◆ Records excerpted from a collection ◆
==========

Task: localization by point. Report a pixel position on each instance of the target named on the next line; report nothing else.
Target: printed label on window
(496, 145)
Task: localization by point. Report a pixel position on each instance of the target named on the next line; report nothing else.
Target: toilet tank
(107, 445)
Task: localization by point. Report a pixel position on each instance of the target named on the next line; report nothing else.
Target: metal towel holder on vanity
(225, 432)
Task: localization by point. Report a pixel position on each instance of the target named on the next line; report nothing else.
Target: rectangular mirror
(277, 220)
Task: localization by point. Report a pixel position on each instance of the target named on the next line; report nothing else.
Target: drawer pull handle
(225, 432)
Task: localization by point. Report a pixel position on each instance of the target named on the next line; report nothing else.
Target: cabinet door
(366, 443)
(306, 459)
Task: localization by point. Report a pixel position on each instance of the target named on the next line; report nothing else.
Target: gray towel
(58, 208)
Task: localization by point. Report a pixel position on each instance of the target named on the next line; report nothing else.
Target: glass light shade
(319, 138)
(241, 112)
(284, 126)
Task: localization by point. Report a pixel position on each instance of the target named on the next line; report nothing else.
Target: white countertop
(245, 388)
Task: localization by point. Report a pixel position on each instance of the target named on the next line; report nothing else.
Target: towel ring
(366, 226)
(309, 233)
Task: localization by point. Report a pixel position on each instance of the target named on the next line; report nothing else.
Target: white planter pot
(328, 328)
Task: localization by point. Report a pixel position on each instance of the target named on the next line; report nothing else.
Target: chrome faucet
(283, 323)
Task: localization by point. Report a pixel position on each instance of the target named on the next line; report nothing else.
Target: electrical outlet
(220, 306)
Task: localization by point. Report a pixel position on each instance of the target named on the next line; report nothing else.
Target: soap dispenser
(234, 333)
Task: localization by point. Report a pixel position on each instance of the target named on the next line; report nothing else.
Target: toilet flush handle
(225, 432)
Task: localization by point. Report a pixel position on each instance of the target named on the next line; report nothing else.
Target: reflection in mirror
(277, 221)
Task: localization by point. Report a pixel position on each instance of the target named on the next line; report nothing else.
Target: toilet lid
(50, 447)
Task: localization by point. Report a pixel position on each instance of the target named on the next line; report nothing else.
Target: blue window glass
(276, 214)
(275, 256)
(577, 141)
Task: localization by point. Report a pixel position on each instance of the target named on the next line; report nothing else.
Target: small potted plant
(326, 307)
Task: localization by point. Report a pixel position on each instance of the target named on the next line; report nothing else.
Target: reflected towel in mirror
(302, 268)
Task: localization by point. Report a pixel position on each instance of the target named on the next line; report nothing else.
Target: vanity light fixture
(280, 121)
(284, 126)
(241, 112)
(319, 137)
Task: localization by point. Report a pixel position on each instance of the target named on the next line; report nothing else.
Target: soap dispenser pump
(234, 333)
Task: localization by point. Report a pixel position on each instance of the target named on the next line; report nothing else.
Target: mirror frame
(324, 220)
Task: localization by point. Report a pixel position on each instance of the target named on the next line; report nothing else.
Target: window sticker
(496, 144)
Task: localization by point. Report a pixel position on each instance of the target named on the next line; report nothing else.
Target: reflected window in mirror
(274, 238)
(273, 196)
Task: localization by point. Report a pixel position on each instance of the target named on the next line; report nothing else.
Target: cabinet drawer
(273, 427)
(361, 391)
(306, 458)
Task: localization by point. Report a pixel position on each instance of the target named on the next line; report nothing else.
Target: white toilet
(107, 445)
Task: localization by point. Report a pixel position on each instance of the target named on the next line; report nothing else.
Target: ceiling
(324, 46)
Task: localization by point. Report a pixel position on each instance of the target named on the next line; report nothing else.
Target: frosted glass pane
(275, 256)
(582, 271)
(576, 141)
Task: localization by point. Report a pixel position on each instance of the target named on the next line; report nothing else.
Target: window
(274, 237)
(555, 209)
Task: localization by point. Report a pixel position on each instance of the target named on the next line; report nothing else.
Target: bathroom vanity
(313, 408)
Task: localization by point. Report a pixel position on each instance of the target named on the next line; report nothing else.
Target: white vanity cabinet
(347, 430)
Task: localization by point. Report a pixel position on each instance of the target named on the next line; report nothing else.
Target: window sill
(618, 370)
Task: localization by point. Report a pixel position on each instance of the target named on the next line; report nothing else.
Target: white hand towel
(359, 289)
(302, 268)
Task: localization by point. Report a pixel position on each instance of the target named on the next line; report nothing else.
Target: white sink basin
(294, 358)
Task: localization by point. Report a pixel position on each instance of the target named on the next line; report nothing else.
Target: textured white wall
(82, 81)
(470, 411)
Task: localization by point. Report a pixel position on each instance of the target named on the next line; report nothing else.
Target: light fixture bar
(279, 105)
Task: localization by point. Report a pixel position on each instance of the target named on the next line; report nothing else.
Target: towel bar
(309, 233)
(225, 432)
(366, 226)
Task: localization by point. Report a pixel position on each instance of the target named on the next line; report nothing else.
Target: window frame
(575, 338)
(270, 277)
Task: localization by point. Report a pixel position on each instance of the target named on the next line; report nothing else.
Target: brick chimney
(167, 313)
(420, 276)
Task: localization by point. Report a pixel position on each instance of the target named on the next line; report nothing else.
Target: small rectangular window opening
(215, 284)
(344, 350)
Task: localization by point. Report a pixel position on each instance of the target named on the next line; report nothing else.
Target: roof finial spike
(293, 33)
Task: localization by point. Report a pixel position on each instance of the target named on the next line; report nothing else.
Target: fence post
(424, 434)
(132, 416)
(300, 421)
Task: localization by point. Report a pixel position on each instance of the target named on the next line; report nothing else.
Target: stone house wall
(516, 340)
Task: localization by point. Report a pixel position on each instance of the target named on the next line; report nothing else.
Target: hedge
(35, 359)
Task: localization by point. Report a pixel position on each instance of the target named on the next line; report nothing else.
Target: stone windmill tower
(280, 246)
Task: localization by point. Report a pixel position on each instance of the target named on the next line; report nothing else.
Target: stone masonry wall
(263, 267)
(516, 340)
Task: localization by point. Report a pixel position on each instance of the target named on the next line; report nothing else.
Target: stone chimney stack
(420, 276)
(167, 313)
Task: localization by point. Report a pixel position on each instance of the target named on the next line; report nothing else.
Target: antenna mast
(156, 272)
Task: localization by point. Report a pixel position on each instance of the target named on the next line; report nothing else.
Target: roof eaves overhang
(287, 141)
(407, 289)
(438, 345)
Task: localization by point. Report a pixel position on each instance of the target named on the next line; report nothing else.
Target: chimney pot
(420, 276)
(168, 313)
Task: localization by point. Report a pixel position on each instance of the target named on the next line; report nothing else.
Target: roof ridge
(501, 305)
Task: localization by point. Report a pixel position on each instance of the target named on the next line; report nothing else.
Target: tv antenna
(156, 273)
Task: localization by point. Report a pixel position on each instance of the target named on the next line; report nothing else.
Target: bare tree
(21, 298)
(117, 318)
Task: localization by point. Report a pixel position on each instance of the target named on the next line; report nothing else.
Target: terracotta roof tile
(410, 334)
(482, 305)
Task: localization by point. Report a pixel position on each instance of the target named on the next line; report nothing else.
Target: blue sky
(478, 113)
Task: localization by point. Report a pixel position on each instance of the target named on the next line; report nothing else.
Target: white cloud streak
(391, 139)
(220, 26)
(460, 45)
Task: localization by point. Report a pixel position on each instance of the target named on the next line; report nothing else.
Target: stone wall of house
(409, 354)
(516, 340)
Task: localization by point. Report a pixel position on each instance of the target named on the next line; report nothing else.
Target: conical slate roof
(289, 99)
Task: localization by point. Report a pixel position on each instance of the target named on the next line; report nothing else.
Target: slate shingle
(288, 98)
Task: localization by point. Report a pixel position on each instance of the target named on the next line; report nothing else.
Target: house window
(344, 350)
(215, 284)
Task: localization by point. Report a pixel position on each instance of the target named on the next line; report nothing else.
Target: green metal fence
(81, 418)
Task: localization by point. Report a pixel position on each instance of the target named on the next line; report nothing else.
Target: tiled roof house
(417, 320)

==========

◆ Work item ◆
Write every record out again exactly.

◆ Written answer ◆
Task: localization by point. Report a pixel position on each instance of the target named on the next line; report nothing else.
Target: printed label on window
(496, 145)
Task: localization by point. Report a pixel position on each instance of the target named on the next line; report nothing else.
Target: toilet tank
(107, 445)
Task: localization by point. Report a pixel position on each instance of the target named on the next line; report nothing else.
Target: metal towel holder on vanity
(225, 432)
Task: localization by point. Report a pixel position on each instance of the target named on the next line; report nothing else.
Target: rectangular mirror
(277, 220)
Task: localization by point. Report a pixel position on each instance of the target named on the next line; report nothing else.
Target: drawer pull handle
(225, 432)
Task: localization by point. Report a pixel position on each instance of the target named on the next line; report nothing else.
Target: cabinet door
(366, 443)
(306, 459)
Task: localization by point. Report a pixel position on each instance of the target named on the next line; report nothing else.
Target: gray towel
(58, 208)
Task: localization by point. Report a pixel position on each instance of the target named on the next line; report nothing else.
Target: glass light shade
(319, 138)
(241, 112)
(284, 126)
Task: localization by point. Report a pixel position on each instance of the target named on the next line; report nothing else.
Target: white countertop
(245, 388)
Task: localization by point. Report a pixel position on each instance of the target named on the next line; report nothing else.
Target: towel ring
(366, 226)
(309, 233)
Task: localization by point. Report a pixel position on each instance of the target named on the next line; report nothing else.
Target: white planter pot
(328, 328)
Task: localization by point. Report a pixel position on each instance of the target named on the next line; report nothing else.
Target: chrome faucet
(283, 323)
Task: localization by point. Report a pixel position on each instance of the target named on the next line; report nothing else.
Target: electrical outlet
(220, 306)
Task: localization by point. Report a pixel position on each instance of the target named on the next line; report nothing else.
Target: soap dispenser
(234, 333)
Task: localization by point. Report a pixel position on each instance of the target named on the next line; report nothing else.
Target: toilet flush handle
(225, 432)
Task: localization by point. Report a pixel position on each instance of the target named on the next line; report nothing else.
Target: reflection in mirror
(277, 221)
Task: localization by point. Report a pixel position on each instance of the target named on the next line; report nothing else.
Target: toilet lid
(50, 447)
Task: localization by point. Report a pixel position on each instance of the target named on the next line; report nothing else.
Target: blue window glass
(276, 214)
(275, 256)
(577, 141)
Task: localization by point. Report a pixel position on each instance of the target named on the next line; report nothing else.
Target: small potted plant
(326, 307)
Task: localization by point. Report a pixel position on each instance of the target named on the next line; report nothing else.
Target: reflected towel in mirror
(302, 268)
Task: localization by point. Report a pixel position on each instance of the target named on the next line; report nothing else.
Target: vanity light fixture
(280, 121)
(284, 126)
(241, 112)
(319, 137)
Task: localization by point. Report a pixel position on each instance of the target named on the next line; report nothing else.
Target: soap dispenser pump
(234, 333)
Task: localization by point. Report a pixel position on each instance of the target named on the next line; report nothing else.
Target: mirror frame
(324, 220)
Task: localization by point. Report a pixel position on each instance of the target named on the next line; report nothing else.
Target: window sticker
(496, 144)
Task: localization by point. Report a pixel position on each instance of the target named on the next line; report nothing else.
Target: reflected window in mirror
(274, 238)
(273, 196)
Task: localization by point. Report a pixel position on each instance of the target named on the next line; report nothing else.
Target: cabinet drawer
(273, 427)
(361, 391)
(306, 458)
Task: localization by point. Report a pixel position on each instance of the target named on the next line; report nothing else.
Target: white toilet
(107, 445)
Task: localization by point. Report a pixel position on each instance of the target named on the next line; report nothing else.
Target: ceiling
(324, 46)
Task: localization by point. Report a pixel position on each instance of the target named on the next line; report nothing else.
Target: frosted glass pane
(275, 256)
(582, 271)
(576, 141)
Task: localization by point. Report a pixel position on each instance of the target named on the next line; report nothing else.
Target: window
(274, 237)
(555, 209)
Task: localization by point. Report a pixel position on each instance of the target named on the next line; report nothing else.
Target: bathroom vanity
(313, 408)
Task: localization by point. Report a pixel position on each instance of the target named on the next line; report nothing else.
Target: white vanity cabinet
(347, 430)
Task: localization by point. Report a pixel position on each instance of the target named on the next line; report nothing else.
Target: window sill
(618, 370)
Task: localization by point. Report a pixel position on each instance of the target named on the next line; report nothing else.
Target: white hand towel
(359, 289)
(302, 268)
Task: localization by point. Report a pixel position on each instance of the target named on the next line; report nothing else.
Target: white sink basin
(294, 358)
Task: localization by point. Report a pixel position on each instance of the target named on the next line; report nothing else.
Target: textured white wall
(82, 81)
(470, 411)
Task: localization by point. Report a pixel position on each instance of the target named on the next line; report nothing else.
Target: light fixture bar
(279, 105)
Task: localization by point. Report a pixel position on each instance of the target named on the next line; report nothing else.
Target: towel bar
(309, 233)
(225, 432)
(366, 226)
Task: localization by point. Report a pixel position on each instance of the target named on the next line; report nothing else.
Target: window frame
(575, 338)
(270, 277)
Task: localization by point. Report a pixel position on each instance of the target named on the next line; report nothing else.
Target: brick chimney
(167, 313)
(420, 276)
Task: localization by point. Report a pixel position on each instance of the target named on the next line; report nothing else.
Target: small rectangular window opening
(215, 284)
(344, 350)
Task: localization by point. Report a pixel position on each instance of the target named on the next line; report nothing else.
Target: roof finial spike
(293, 33)
Task: localization by point. Report a pixel position on each instance of the target named on the next line; report nothing else.
Target: fence post
(424, 434)
(132, 416)
(300, 421)
Task: localization by point. Report a pixel position on each instance of the target named on the next line; report nothing else.
Target: stone house wall
(516, 340)
Task: localization by point. Report a pixel position on each instance of the target named on the next line; report nothing else.
Target: hedge
(35, 359)
Task: localization by point. Report a pixel position on each instance of the target named on the next line; report nothing else.
Target: stone windmill tower
(280, 246)
Task: localization by point. Report a pixel position on each instance of the target named on the next line; report nothing else.
Target: stone masonry wall
(263, 267)
(516, 340)
Task: localization by point. Report a pixel position on each instance of the target named on the next line; report nothing else.
Target: stone chimney stack
(420, 276)
(167, 313)
Task: localization by point. Report a pixel position on each instance of the target named on the next line; report nothing else.
Target: antenna mast
(156, 272)
Task: localization by point. Report a pixel position on each instance of the target named on the next line; report nothing else.
Target: roof eaves overhang
(287, 141)
(407, 289)
(438, 345)
Task: localization by point. Report a pixel position on each instance of the target named on the next line; report nothing else.
Target: chimney pot
(420, 276)
(168, 313)
Task: localization by point. Report a pixel position on each instance of the target named on the next line; report nothing else.
Target: roof ridge
(501, 305)
Task: localization by point. Report a pixel position on each instance of the target named on the next line; report nothing else.
Target: tv antenna
(156, 273)
Task: localization by point. Report a pixel position on each instance of the target named on the next line; report nothing else.
Target: bare tree
(21, 298)
(117, 318)
Task: localization by point. Report a pixel position on each instance of the target named on the next line; report nothing else.
Target: terracotta roof tile
(410, 334)
(482, 305)
Task: localization by point. Report a pixel position on each instance of the target named on the next line; report nothing else.
Target: blue sky
(478, 113)
Task: localization by point. Report a pixel position on each instance of the target named on the next line; report nothing else.
Target: white cloud streak
(391, 139)
(220, 26)
(460, 45)
Task: localization by point. Report a pixel position on each instance of the target named on the next line; report nothing else.
Target: stone wall of house
(409, 354)
(516, 340)
Task: localization by point. Report a pixel position on each instance of the target named on the next line; report nothing else.
Target: conical slate roof
(289, 99)
Task: localization by point. Report a pixel position on each instance of the target named on the next line; report nothing else.
Target: slate shingle
(288, 98)
Task: localization by point. Report a pixel position on each instance of the target named on the next line; report nothing else.
Target: house window
(344, 350)
(215, 284)
Task: localization by point. Report a pixel position on each instance of the target named on the next line; report nothing else.
Target: green metal fence
(81, 418)
Task: localization by point. Report a pixel position on each instance of the target named on the next line; report nothing else.
Target: tiled roof house
(417, 320)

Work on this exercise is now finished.